Those can get PRed to change them.

All right, that means we can come back to this once everything has been fixed.

Alternatively, the implementation can take a &mut &'static mut instead of creating the task state on the stack, and side-step the whole problem without burning cpu cycles resetting state that doesn't need resetting IMO.

@liebman
Copy link
Contributor

liebman commented Nov 18, 2024

How would this work if the block_on were inside of a critical section (with interrupts disabled)?

@bugadani
Copy link
Contributor

bugadani commented Nov 18, 2024

I think there are certain assumptions these executors have to make, one of them being "is not ran inside a critical section". After all, they are scheduled by interrupts. That reminds me, we're still missing the check in esp-hal-embassy. The best thing these can do is detect and panic. While the waiti instruction can break out of a critical section (at least on single-core), that's most likely not what the user would want.

@liebman
Copy link
Contributor

liebman commented Nov 18, 2024

If one is using sequential_storage it has an async interface and I think one needs to do flash operations in a critical section (at least on multicore). So how would one block on the future from that?

• [EXTRACTED INFORMATION]
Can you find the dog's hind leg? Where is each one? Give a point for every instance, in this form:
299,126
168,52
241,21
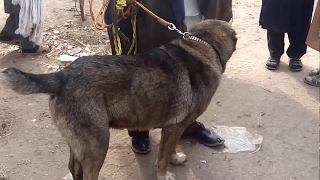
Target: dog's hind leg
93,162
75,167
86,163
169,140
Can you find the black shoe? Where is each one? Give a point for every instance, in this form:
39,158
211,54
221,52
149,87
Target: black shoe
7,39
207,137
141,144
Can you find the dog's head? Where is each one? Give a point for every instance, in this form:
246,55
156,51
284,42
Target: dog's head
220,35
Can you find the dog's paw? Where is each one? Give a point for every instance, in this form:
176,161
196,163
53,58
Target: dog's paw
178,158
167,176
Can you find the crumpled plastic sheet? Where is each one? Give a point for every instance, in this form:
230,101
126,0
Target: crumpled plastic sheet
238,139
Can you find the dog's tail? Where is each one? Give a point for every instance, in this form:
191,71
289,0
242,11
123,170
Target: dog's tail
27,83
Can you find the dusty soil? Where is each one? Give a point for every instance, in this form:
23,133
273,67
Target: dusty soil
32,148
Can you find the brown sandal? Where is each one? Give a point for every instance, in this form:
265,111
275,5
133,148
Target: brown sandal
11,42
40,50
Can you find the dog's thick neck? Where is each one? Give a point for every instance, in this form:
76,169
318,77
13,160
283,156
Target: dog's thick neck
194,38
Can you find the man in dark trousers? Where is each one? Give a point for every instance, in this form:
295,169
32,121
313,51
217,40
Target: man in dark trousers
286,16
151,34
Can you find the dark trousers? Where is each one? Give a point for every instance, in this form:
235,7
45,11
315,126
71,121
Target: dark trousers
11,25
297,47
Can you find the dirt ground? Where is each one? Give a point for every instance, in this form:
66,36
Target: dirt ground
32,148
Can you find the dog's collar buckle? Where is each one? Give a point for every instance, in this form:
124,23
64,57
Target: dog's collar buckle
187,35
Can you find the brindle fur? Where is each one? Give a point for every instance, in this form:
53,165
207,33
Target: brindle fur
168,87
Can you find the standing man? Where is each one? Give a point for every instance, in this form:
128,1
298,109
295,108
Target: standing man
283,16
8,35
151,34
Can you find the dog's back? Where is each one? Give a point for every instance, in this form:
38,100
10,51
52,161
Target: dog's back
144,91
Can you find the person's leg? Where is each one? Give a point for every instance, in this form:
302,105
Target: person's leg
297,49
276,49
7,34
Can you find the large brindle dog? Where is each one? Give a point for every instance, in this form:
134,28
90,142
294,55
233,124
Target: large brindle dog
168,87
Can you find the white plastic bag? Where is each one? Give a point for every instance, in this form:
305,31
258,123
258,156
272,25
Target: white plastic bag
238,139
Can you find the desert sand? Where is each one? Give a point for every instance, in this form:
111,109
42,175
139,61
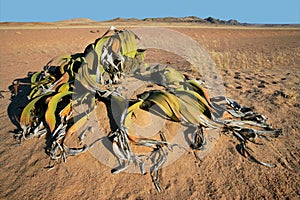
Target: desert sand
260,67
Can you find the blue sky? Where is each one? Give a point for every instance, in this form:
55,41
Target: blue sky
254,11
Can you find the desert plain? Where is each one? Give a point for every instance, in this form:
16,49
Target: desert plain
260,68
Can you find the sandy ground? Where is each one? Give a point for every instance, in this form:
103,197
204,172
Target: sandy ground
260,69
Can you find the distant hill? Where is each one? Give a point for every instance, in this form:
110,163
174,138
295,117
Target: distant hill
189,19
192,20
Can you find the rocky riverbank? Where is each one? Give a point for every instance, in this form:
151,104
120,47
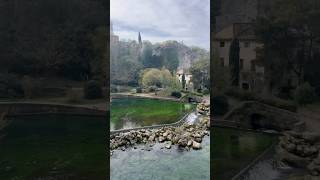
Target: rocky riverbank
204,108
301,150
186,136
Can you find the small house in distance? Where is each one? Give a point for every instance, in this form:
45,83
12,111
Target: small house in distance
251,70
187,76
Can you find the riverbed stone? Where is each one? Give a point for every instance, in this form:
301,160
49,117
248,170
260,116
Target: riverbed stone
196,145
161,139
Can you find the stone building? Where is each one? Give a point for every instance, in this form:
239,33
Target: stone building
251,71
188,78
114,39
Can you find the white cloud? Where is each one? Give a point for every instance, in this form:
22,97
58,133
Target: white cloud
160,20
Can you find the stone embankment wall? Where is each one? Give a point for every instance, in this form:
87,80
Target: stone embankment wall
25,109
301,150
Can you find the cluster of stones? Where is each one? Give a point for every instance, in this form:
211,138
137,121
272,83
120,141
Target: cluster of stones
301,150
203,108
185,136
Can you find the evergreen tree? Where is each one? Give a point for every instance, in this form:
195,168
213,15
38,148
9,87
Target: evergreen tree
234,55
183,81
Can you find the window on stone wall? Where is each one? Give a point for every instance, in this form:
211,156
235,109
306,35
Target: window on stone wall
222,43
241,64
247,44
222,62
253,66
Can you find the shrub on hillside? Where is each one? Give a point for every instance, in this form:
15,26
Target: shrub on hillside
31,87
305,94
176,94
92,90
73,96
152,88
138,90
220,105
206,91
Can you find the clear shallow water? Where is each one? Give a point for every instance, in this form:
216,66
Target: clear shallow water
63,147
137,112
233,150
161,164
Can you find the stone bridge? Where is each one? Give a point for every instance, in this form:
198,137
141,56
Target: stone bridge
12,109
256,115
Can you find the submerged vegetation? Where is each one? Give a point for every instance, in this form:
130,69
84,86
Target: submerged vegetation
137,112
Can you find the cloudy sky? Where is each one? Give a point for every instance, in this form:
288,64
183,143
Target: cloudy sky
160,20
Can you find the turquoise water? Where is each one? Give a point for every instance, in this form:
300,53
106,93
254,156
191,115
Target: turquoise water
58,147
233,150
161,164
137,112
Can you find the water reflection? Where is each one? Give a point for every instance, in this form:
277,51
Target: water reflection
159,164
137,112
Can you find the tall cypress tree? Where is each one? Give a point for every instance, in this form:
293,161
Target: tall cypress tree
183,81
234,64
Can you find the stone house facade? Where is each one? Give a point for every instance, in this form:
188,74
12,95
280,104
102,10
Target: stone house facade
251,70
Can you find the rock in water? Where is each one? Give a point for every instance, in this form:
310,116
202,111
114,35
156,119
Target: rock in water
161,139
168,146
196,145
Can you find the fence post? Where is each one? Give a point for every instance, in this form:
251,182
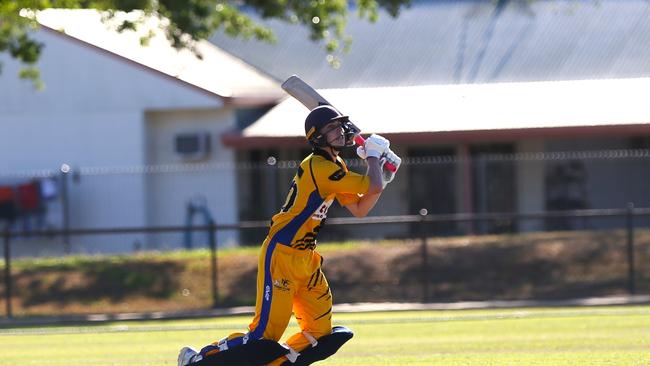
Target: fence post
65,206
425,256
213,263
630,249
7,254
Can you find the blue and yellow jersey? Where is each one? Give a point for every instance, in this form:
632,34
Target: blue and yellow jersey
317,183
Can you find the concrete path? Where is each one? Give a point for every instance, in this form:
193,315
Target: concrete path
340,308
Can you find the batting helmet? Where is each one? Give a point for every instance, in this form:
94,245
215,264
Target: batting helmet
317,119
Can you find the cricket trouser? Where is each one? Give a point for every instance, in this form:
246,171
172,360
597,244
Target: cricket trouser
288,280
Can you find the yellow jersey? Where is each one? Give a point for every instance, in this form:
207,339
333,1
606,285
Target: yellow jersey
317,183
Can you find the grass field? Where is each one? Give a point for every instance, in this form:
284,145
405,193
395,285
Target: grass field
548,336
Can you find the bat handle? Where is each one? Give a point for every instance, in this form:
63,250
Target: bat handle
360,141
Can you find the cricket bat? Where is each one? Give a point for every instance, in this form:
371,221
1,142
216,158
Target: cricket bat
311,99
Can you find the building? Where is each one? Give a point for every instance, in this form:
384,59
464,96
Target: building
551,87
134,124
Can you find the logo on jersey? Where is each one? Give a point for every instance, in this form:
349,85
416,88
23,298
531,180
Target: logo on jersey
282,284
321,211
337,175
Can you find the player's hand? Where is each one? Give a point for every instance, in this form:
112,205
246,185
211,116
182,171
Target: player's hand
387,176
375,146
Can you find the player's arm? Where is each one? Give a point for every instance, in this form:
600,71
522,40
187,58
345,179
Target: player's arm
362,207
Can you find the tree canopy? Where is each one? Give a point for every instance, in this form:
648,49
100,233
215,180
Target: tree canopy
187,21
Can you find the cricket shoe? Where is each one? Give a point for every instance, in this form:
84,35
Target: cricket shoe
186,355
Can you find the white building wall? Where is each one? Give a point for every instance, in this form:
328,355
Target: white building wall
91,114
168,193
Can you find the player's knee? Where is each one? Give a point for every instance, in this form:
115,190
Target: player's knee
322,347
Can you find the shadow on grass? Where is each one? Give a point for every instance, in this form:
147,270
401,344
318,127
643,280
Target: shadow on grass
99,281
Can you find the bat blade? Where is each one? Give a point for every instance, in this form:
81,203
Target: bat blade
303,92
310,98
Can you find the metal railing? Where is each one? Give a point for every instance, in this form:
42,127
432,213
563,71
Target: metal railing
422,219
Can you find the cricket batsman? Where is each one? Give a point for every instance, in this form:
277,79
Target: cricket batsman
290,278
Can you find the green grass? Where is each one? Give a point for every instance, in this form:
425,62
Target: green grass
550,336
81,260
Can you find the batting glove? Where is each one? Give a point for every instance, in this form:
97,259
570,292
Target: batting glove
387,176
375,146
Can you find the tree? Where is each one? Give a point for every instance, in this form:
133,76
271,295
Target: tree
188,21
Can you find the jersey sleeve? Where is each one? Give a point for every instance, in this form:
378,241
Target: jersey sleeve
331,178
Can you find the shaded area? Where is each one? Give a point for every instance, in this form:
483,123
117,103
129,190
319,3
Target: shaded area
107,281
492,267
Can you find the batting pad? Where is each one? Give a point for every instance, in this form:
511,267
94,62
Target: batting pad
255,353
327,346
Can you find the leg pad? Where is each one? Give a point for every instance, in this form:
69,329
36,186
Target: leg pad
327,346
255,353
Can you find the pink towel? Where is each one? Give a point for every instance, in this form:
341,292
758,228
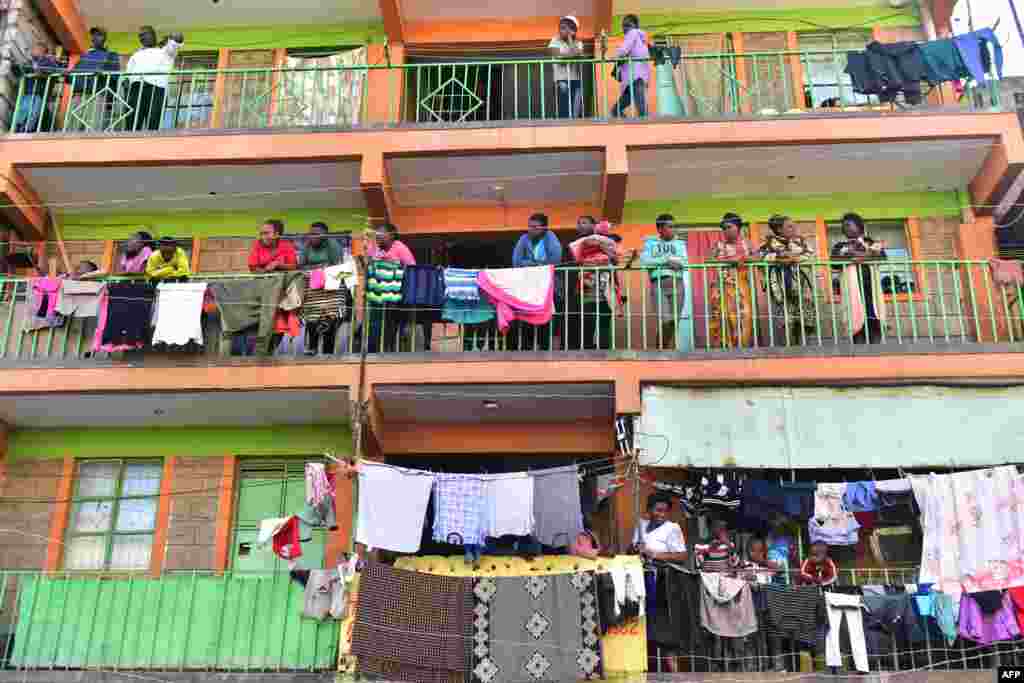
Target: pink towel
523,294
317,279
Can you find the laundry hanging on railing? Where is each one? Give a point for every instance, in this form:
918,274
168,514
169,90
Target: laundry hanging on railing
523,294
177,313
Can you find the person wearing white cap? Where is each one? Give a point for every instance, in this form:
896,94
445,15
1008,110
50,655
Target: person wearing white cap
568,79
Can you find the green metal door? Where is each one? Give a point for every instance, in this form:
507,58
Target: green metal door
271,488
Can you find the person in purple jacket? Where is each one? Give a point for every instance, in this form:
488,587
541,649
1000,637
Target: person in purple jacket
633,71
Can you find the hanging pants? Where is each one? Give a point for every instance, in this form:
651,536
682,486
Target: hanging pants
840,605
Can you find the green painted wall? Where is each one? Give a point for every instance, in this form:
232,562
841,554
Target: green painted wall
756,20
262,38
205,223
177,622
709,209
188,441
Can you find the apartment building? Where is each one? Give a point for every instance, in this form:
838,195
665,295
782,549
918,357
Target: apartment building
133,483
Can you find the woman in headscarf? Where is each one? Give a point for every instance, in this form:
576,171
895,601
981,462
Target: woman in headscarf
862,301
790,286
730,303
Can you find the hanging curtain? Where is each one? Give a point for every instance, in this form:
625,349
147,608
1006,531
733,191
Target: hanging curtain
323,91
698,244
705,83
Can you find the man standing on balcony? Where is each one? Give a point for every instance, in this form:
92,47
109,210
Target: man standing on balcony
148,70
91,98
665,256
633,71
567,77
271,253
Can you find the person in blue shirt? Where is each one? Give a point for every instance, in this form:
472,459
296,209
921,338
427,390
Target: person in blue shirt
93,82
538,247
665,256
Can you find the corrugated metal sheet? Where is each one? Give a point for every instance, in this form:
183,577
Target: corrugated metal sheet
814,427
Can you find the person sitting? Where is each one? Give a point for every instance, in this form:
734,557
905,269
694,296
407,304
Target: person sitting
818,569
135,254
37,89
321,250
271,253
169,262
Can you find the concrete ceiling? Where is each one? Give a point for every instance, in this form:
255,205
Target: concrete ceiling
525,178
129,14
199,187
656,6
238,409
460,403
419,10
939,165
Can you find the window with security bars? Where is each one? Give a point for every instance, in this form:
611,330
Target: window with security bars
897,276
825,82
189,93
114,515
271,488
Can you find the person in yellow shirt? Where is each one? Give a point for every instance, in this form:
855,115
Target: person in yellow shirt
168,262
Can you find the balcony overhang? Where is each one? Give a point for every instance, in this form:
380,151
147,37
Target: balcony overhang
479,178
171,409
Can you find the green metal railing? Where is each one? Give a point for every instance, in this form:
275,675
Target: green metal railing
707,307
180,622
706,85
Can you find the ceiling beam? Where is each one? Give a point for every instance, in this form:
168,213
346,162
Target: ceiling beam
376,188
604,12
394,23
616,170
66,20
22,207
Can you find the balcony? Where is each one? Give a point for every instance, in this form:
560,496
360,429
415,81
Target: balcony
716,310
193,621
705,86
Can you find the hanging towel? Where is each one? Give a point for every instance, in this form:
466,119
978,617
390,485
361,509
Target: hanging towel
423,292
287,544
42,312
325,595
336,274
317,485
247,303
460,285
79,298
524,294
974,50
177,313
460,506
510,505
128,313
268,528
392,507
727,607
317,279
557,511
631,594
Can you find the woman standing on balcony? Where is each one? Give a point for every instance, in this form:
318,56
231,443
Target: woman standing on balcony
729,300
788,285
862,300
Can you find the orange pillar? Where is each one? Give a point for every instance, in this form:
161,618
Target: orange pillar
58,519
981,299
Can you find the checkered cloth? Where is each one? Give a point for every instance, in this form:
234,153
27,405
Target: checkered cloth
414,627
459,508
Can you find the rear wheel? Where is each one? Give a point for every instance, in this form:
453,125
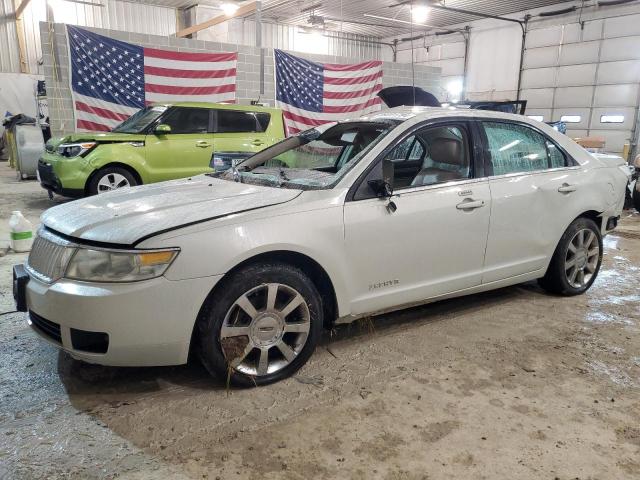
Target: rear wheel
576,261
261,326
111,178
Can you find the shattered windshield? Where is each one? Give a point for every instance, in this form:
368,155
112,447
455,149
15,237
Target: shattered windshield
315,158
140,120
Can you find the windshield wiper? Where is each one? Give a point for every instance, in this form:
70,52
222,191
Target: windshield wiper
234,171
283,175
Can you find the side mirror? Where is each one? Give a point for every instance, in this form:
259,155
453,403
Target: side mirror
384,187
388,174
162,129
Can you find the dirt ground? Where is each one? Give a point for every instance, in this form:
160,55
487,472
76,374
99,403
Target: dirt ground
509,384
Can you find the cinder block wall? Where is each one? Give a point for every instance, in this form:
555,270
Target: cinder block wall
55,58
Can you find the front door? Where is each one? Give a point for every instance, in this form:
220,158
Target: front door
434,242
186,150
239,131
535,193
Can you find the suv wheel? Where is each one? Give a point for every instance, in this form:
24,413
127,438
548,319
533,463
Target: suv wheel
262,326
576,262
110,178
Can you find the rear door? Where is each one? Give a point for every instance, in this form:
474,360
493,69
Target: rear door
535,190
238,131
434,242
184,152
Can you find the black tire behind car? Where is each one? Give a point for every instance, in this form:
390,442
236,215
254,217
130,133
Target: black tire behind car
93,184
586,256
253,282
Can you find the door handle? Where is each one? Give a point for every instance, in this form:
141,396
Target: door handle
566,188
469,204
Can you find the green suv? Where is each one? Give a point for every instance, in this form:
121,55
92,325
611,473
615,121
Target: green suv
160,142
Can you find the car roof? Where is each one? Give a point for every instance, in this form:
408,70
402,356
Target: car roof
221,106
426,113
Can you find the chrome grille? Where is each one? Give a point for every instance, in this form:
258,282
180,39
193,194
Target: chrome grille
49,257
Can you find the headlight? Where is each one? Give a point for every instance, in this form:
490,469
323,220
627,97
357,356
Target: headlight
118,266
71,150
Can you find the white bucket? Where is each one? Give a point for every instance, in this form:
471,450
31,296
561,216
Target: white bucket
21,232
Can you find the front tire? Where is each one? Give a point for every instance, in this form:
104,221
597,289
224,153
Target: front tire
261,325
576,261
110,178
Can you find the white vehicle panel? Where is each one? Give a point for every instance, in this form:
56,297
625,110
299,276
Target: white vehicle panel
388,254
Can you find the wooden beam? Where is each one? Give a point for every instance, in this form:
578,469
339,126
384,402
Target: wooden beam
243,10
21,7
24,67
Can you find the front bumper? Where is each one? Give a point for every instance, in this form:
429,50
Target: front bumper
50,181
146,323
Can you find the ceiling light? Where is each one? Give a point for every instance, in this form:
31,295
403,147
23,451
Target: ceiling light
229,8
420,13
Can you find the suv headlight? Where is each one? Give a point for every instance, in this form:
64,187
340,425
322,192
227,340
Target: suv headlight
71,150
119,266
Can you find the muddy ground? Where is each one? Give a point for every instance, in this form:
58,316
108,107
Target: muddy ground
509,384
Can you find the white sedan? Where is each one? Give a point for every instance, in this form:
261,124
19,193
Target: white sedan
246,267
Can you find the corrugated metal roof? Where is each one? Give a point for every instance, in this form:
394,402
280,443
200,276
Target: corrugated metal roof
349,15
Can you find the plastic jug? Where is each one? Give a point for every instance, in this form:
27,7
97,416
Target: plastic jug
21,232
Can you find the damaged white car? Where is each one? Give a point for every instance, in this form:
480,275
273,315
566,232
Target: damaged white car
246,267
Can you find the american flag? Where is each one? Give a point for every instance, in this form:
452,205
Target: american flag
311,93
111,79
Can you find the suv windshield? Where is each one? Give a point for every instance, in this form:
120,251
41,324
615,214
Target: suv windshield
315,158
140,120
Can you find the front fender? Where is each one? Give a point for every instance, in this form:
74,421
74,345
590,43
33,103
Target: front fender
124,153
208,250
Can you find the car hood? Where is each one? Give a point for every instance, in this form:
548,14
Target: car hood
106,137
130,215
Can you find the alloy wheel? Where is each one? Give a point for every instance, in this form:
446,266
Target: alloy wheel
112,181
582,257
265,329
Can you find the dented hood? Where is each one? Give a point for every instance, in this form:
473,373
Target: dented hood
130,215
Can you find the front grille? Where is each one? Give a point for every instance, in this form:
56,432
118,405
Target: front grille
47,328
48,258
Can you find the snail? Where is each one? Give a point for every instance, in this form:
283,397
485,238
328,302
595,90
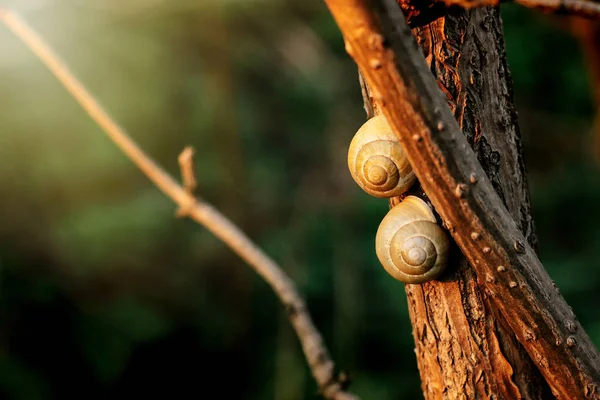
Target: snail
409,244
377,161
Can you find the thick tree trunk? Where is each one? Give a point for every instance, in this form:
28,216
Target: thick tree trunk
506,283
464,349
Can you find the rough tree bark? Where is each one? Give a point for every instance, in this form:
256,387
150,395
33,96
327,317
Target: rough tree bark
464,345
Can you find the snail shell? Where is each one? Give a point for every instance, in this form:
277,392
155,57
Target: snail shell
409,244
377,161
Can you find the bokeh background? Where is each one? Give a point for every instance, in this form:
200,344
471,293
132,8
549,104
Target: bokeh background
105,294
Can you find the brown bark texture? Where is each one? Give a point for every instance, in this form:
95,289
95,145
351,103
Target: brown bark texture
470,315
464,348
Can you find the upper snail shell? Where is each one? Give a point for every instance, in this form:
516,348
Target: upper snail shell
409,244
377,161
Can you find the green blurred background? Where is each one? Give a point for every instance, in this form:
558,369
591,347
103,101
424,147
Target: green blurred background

• [THE EXERCISE] Continue the discussion of blocking on async flash operations inside a critical section from where it stops.

• [OUTPUT BELOW]
@bugadani
Copy link
Contributor

I would not recommend running flash operations asynchronously in the first place, the CPU can't read code while the operations are in progress. It works only as long as code that is running is in cache or RAM.

@liebman
Copy link
Contributor

liebman commented Nov 18, 2024

This has been around for a while: https://crates.io/crates/sequential-storage

@bugadani
Copy link
Contributor

I'll rephrase, I'd not recommend doing this on ESP32. You'll set yourself up for a world of pain. What I did in my stuff, was a fake async, that ran the operations synchronously, then yielded once. Anything else resulted in random errors.

I'm sure the async interface works with internal flash, or when running from RAM, I have nothing against the concept. All I'm saying is that don't expect it to work on ESP32.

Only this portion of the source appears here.